Task: Reproduce every item below word for word, keeping each line as it stands.

* START The data *

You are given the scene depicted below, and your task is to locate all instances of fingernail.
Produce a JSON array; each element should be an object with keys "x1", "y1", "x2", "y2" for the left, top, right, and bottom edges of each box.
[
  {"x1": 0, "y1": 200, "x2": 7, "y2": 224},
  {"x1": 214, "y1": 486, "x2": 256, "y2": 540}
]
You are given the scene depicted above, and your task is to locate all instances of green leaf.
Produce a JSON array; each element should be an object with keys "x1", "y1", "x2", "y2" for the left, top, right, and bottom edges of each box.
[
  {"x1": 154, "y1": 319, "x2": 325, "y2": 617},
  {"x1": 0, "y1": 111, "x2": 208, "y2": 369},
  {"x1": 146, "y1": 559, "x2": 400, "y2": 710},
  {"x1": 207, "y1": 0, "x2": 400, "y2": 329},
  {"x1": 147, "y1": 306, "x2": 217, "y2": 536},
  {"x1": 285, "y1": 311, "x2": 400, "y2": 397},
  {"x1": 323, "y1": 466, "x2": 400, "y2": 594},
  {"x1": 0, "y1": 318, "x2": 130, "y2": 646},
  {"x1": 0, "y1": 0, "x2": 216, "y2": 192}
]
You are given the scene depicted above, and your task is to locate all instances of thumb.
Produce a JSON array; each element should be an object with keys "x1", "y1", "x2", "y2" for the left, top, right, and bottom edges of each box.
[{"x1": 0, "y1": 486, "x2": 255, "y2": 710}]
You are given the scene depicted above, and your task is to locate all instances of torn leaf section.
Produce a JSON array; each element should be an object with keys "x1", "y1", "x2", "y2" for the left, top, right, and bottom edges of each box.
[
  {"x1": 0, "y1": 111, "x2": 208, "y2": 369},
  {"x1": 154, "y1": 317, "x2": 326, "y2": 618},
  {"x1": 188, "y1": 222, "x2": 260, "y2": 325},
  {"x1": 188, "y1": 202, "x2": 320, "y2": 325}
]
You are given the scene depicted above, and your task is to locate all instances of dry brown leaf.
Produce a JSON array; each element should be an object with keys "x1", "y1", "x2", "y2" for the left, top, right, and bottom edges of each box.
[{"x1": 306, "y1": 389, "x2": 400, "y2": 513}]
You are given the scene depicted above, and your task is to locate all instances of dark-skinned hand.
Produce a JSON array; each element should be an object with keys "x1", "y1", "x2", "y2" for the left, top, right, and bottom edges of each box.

* END The data *

Full output:
You are given the scene depicted below, and your task is to locate all instances of fingernail.
Produce a JSON array; each element should be an object with keys "x1", "y1", "x2", "y2" for the left, top, right, and bottom edges of each box.
[
  {"x1": 0, "y1": 200, "x2": 7, "y2": 224},
  {"x1": 214, "y1": 486, "x2": 256, "y2": 540}
]
You are given the scene depicted above, and your task is to locate all instances of green leaf.
Produce a JSON array; each element should be an object with keys "x1", "y1", "x2", "y2" for the left, top, right, and bottom edges of each box.
[
  {"x1": 154, "y1": 319, "x2": 325, "y2": 617},
  {"x1": 0, "y1": 111, "x2": 208, "y2": 369},
  {"x1": 146, "y1": 559, "x2": 400, "y2": 710},
  {"x1": 207, "y1": 0, "x2": 400, "y2": 329},
  {"x1": 147, "y1": 306, "x2": 217, "y2": 536},
  {"x1": 285, "y1": 311, "x2": 400, "y2": 397},
  {"x1": 323, "y1": 466, "x2": 400, "y2": 594},
  {"x1": 0, "y1": 318, "x2": 130, "y2": 646},
  {"x1": 0, "y1": 0, "x2": 216, "y2": 192}
]
You are given the scene depicted above, and your task is to locate all instances of thumb.
Produce a JSON array; each element should be an object with keys "x1", "y1", "x2", "y2" for the left, top, right, and bottom edges of each box.
[{"x1": 0, "y1": 486, "x2": 255, "y2": 710}]
You are given the scene depicted above, and your task is to locate all instances of torn leaf section.
Produce a JSON array; each element should be an object with keys "x1", "y1", "x2", "y2" for the left, top, right, and bottom edges of each box.
[
  {"x1": 0, "y1": 111, "x2": 208, "y2": 369},
  {"x1": 154, "y1": 317, "x2": 326, "y2": 618},
  {"x1": 188, "y1": 222, "x2": 260, "y2": 325},
  {"x1": 188, "y1": 202, "x2": 320, "y2": 325}
]
You are given the scene depicted above, and your task is to locate all instances of dry brown leaf.
Produce a JSON array; each element should be an object with keys "x1", "y1", "x2", "y2" for the left, top, right, and bottom edges of each box.
[{"x1": 306, "y1": 389, "x2": 400, "y2": 513}]
You are given the scene depicted above, and your task is to locate all instances of dark-skinned hand.
Produce a JSON array; each element should be an object with keys "x1", "y1", "x2", "y2" for the left, top, right, and bottom edges of each box.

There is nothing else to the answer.